* TASK OBJECTIVE:
In the article on CBS ratings, rewrite the passage between "Though ABC is" and "its current lead.", inclusive, swapping "ABC" for "NBC".

— START OF GIVEN TEXT —

CBS, Strong In Key Demo, Could Come From Behind

Though ABC is the 18-49 leader, researchers say CBS may end up No. 1 due to a more stable slate.

The stability of the CBS prime-time schedule so far this season, combined with its telecast of Super Bowl XLI on Feb. 4, 2007, could be enough for the network to hold off Fox and American Idol to win the season in the key adults 18-49 demo, media agency researchers argued last week. But a lot will depend on how strongly ABC is able to defend its current lead.

“CBS is the only network that does not rely on short-term programming for ratings boosts,” said Steve Sternberg, evp of audience analysis for Magna Global USA. “This puts CBS in good shape going forward. It should win [the season] among adults 25-54 and be right in the middle of the 18-49 race.”

Likewise, Sam Armando, svp, director of television research at Starcom, explained, “CBS’ stability and the ability of its procedurals to repeat well will keep its ratings consistently high all season. While Fox will make up ground once American Idol comes on, it has more ground to make up this year than it did last year. Instead of it being the icing on the cake for Fox, Idol will be the cake. If it falters, it opens the door for CBS or ABC.”

— END OF GIVEN TEXT —
— START OF PROVIDED INFORMATION —

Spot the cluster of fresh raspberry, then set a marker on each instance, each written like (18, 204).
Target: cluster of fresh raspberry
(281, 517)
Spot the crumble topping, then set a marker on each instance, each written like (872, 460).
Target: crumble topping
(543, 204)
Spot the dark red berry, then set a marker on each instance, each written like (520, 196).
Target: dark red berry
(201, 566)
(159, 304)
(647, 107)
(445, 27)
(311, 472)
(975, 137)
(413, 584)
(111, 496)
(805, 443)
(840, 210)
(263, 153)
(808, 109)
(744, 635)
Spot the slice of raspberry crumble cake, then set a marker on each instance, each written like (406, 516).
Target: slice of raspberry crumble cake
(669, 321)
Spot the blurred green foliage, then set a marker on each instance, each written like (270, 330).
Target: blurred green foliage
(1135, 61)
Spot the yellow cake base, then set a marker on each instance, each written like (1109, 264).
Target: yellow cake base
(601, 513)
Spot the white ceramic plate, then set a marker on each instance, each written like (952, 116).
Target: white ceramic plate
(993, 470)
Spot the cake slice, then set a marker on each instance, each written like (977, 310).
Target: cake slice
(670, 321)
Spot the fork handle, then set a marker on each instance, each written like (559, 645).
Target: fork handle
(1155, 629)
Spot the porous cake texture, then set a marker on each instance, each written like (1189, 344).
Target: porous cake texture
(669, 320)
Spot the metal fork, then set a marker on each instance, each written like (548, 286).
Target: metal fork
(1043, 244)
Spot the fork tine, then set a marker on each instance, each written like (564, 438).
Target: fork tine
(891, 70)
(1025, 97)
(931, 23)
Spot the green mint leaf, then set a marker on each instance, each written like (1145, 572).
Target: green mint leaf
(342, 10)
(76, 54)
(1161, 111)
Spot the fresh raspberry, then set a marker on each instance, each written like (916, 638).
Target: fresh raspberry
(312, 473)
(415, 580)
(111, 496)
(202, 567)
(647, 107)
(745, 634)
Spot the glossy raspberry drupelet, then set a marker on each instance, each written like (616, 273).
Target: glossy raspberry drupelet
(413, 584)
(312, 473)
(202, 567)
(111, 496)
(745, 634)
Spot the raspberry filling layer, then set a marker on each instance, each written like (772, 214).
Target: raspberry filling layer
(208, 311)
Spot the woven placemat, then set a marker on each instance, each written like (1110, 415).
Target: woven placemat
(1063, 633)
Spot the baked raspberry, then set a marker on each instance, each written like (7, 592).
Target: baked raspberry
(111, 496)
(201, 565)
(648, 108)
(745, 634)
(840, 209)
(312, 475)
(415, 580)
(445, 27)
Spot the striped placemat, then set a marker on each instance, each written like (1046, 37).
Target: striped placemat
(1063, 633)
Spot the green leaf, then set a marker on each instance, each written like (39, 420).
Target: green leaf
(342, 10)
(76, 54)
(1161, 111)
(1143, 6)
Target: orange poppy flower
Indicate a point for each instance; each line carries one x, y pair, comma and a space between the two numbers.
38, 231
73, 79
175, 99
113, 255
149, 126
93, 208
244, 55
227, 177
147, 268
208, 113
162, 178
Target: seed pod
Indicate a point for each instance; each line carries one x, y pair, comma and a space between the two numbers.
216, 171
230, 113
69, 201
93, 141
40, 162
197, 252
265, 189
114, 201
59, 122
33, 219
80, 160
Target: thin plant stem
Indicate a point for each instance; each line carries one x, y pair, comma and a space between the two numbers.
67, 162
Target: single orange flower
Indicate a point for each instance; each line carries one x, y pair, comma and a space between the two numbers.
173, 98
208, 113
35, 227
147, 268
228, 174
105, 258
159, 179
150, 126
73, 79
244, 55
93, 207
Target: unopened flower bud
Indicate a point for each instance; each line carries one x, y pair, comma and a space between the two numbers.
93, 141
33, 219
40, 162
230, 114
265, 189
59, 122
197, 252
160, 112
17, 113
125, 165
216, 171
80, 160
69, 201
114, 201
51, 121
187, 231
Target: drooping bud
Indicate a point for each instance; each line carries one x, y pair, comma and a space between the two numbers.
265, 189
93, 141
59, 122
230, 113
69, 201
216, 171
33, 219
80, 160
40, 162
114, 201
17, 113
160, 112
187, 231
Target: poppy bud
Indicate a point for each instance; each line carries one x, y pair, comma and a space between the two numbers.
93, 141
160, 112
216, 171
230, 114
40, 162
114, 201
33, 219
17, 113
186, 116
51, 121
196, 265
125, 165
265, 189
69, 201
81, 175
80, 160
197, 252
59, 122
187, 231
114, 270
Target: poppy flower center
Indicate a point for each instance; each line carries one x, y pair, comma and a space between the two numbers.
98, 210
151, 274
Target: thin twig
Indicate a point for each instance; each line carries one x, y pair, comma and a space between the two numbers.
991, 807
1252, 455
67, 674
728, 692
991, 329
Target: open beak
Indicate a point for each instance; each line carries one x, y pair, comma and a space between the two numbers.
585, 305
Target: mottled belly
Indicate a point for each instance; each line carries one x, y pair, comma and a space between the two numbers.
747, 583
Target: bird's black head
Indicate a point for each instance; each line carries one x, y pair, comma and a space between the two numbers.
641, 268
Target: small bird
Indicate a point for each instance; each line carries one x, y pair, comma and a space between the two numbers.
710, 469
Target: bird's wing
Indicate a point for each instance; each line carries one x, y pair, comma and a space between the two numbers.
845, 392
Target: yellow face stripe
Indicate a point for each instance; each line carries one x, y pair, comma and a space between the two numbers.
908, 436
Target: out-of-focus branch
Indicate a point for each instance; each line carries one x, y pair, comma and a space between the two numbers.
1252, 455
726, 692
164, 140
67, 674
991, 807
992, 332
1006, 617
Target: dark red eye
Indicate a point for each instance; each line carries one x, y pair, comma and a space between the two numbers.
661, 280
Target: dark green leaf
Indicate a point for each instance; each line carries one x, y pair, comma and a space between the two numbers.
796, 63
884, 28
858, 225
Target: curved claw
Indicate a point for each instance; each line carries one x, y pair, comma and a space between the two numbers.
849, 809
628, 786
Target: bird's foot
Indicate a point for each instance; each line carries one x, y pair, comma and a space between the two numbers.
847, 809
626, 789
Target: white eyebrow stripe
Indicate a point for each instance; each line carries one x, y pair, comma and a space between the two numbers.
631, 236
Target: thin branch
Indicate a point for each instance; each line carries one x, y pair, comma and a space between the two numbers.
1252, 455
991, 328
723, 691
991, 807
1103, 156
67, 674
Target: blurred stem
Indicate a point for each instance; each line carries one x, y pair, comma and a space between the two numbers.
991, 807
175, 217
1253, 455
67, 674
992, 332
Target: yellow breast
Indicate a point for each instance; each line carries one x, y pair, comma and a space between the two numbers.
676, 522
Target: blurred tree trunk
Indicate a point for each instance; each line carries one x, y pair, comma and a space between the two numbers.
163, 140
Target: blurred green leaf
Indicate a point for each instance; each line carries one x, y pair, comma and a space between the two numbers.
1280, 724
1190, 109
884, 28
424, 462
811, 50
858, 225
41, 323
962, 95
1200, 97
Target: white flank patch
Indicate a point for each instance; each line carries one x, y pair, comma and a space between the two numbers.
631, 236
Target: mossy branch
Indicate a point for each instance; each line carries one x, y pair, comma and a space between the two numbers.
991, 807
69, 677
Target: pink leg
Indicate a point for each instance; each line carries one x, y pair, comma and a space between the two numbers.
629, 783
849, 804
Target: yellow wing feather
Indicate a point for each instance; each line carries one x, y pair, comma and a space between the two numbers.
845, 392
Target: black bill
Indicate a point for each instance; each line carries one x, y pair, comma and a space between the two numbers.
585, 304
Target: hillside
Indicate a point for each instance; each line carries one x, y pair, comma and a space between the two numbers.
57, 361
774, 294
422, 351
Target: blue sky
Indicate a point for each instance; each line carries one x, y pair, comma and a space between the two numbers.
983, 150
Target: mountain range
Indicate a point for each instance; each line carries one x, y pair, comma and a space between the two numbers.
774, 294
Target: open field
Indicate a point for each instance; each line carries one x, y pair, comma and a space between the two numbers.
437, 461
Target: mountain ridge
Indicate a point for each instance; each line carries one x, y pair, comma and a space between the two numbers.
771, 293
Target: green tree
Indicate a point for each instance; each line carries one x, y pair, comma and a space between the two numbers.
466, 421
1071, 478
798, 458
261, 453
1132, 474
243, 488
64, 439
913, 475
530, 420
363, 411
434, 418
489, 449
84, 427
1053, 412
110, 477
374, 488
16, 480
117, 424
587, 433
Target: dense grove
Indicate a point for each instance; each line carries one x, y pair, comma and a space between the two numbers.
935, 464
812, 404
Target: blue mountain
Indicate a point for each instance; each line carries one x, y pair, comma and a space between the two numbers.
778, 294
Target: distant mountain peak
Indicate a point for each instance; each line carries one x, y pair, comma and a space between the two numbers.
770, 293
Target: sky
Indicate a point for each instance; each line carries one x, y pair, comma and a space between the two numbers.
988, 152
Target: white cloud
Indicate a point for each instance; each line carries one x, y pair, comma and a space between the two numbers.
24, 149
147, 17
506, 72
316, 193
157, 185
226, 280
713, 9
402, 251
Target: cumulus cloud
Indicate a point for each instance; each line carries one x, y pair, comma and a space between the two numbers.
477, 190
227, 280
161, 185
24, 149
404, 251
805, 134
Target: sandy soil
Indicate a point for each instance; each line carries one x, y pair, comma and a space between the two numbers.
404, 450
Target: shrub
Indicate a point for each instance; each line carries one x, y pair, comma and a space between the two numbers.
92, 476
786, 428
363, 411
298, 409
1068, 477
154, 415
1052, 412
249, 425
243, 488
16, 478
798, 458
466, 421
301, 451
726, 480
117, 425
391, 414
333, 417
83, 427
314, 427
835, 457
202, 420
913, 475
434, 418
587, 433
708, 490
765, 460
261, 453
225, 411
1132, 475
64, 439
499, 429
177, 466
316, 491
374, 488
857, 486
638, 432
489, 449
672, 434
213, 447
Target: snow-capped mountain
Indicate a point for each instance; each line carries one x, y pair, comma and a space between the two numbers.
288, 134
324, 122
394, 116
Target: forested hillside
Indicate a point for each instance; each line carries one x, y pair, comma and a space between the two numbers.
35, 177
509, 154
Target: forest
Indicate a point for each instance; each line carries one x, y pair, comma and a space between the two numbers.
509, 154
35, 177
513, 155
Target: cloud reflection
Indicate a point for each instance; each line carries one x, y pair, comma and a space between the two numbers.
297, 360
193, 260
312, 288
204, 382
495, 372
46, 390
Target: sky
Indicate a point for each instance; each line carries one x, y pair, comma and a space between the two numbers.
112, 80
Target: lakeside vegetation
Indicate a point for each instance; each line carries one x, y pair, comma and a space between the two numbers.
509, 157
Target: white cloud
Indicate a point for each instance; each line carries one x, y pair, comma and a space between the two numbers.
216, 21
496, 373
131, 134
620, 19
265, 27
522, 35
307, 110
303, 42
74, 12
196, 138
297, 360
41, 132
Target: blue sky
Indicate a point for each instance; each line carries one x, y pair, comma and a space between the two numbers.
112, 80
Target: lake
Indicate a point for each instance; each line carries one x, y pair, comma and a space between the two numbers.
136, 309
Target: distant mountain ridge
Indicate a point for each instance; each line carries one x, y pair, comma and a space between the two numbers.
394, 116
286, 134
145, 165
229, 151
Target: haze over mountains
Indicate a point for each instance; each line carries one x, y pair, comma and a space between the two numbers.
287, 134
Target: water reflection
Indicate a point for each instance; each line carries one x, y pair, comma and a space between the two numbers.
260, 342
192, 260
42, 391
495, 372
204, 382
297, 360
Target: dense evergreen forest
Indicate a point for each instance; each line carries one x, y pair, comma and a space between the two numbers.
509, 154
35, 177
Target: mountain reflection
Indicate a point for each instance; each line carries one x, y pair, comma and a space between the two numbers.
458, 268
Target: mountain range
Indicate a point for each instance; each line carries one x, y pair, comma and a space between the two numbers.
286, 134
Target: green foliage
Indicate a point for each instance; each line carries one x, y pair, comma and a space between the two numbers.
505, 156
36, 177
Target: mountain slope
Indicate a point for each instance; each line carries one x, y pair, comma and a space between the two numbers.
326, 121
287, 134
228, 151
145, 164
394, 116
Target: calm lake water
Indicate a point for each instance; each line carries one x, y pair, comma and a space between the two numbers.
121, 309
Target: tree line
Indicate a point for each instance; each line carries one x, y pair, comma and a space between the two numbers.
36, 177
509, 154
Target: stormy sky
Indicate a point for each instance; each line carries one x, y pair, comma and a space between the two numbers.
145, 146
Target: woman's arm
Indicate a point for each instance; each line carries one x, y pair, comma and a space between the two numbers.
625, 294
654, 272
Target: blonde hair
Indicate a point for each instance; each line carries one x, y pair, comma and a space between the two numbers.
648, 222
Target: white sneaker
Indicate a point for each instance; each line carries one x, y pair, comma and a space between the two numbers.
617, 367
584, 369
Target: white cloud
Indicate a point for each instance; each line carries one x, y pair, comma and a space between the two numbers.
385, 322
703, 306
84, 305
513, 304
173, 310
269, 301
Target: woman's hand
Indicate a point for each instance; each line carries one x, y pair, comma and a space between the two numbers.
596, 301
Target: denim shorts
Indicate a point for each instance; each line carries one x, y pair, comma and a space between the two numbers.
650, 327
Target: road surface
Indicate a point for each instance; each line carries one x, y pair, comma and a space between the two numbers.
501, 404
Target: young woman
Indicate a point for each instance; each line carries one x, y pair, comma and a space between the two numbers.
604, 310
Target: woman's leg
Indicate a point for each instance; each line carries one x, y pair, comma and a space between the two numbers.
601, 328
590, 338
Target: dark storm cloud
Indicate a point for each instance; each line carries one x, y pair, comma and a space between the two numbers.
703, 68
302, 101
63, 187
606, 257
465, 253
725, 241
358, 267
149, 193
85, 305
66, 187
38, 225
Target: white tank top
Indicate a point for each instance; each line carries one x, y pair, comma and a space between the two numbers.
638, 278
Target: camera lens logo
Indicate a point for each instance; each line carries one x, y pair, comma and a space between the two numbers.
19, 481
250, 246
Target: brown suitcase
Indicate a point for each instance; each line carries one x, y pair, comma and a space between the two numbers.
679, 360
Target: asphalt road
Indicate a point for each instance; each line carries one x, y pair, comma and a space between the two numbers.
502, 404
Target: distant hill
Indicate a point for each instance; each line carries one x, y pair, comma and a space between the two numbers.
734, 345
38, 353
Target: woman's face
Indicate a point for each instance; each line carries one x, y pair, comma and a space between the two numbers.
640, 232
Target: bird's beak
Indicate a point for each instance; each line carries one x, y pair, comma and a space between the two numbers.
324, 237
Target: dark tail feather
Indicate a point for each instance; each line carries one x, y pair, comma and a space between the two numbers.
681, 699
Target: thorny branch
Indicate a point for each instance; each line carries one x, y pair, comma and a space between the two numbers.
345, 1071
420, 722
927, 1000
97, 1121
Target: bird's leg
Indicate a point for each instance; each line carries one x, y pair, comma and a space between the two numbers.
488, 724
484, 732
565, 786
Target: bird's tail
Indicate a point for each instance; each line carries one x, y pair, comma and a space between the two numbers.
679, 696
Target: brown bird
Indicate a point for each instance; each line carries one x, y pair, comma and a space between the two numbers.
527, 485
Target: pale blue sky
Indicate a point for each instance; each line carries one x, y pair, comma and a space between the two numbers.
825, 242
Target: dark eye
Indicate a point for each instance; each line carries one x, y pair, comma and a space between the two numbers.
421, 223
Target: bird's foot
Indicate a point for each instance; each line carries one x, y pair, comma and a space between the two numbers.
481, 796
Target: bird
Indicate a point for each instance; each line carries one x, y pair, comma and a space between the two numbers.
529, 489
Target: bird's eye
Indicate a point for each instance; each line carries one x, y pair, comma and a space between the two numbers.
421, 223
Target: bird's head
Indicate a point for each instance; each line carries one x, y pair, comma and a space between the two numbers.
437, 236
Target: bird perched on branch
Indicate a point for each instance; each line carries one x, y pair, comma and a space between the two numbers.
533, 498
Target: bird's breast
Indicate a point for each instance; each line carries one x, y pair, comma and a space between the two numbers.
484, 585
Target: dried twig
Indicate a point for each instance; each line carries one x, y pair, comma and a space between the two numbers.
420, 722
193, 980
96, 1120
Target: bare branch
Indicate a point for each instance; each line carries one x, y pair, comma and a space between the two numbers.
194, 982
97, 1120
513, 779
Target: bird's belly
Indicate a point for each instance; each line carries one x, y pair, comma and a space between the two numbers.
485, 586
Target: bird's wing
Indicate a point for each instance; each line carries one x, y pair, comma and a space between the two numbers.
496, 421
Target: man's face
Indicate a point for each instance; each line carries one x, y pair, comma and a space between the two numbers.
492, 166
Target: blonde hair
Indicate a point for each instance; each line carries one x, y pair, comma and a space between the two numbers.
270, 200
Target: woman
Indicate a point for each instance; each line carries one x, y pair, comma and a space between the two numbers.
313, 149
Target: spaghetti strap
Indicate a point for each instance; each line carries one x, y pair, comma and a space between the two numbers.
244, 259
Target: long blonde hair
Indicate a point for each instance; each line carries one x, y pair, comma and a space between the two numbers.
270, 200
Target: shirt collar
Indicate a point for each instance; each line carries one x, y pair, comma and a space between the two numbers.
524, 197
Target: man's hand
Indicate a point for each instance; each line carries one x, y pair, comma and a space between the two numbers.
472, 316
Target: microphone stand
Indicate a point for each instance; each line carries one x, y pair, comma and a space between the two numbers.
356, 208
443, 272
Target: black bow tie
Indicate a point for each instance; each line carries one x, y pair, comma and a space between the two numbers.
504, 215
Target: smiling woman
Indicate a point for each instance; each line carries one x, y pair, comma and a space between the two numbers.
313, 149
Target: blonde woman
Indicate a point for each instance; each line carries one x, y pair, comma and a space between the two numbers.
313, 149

— END OF PROVIDED INFORMATION —

* SOLUTION TO THIS EXERCISE:
Though NBC is the 18-49 leader, researchers say CBS may end up No. 1 due to a more stable slate.

The stability of the CBS prime-time schedule so far this season, combined with its telecast of Super Bowl XLI on Feb. 4, 2007, could be enough for the network to hold off Fox and American Idol to win the season in the key adults 18-49 demo, media agency researchers argued last week. But a lot will depend on how strongly NBC is able to defend its current lead.